EXERCISE REQUIREMENTS —
Copy every line of the records below word for word, leaving out the pictures.

---*---

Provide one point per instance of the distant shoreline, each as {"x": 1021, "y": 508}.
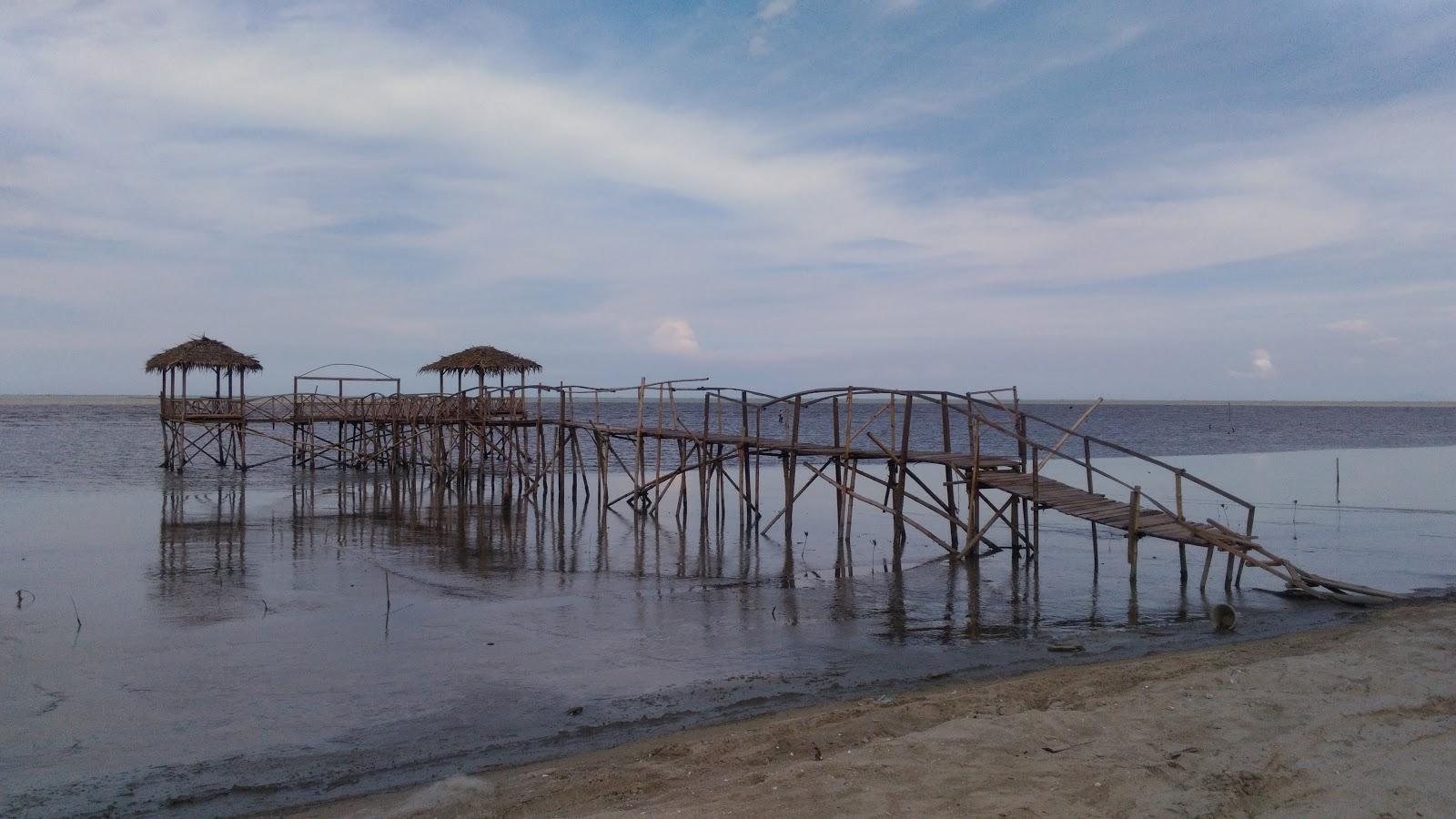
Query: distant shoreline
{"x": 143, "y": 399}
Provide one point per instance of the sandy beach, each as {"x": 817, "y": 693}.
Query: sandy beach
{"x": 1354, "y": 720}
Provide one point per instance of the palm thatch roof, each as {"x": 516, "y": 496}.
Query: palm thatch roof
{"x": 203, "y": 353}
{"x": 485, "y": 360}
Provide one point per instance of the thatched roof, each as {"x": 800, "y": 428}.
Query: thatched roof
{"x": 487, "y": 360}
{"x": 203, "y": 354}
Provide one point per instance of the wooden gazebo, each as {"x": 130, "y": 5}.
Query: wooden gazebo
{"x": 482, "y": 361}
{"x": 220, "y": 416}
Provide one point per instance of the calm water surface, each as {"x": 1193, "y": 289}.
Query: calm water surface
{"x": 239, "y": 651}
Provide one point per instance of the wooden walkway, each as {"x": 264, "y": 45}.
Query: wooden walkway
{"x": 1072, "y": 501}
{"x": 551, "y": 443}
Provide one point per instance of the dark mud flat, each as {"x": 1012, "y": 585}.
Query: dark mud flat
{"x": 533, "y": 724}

---*---

WRITTEN RESPONSE —
Provide one point per instance of the distant shoreline, each as {"x": 1021, "y": 508}.
Query: distant shoreline
{"x": 143, "y": 399}
Provide one point per instance of the sandy beach, each as {"x": 817, "y": 693}.
Query: sandy beach
{"x": 1354, "y": 720}
Provide one point per instance of the palm thatch roof, each as {"x": 516, "y": 496}.
Query: palm thatch roof
{"x": 203, "y": 353}
{"x": 485, "y": 360}
Provide one point per instance of the thatched roof, each as {"x": 800, "y": 428}.
Query: thatched roof
{"x": 487, "y": 360}
{"x": 203, "y": 354}
Provide one point per instance of the wooden gazebo, each as {"x": 130, "y": 5}.
Query: wooden gazebo
{"x": 482, "y": 361}
{"x": 220, "y": 416}
Provide one point per instance of the calm water surface, each as {"x": 1193, "y": 289}.
Query: calm water surface
{"x": 239, "y": 651}
Provide one point per instance of the wooden walkway, each as {"x": 264, "y": 45}.
Query: wooden walkway
{"x": 1072, "y": 501}
{"x": 551, "y": 443}
Provide one point per instance of the dark mud flat, each as {"x": 1012, "y": 585}.
Query: dark mud flat
{"x": 533, "y": 724}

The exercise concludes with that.